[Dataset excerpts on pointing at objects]
────────────────
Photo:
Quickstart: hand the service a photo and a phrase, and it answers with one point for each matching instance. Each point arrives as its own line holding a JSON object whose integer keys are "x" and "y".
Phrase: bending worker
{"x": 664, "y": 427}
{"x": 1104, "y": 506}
────────────────
Could you convert the records above into a two-column CSV with the headers "query" and "response", one row per record, putting each record's text and its answer in a single quoted field apiece with any line breaks replaced by spaces?

_Answer in full_:
query,response
"Photo: Quickstart: hand the service a photo and a phrase, and it answers with one point for each matching instance. Each point arrives as its own line holding a JSON object whose integer keys are ""x"" and ""y"". Phrase: bending worker","{""x"": 664, ""y"": 427} {""x"": 1104, ""y"": 506}"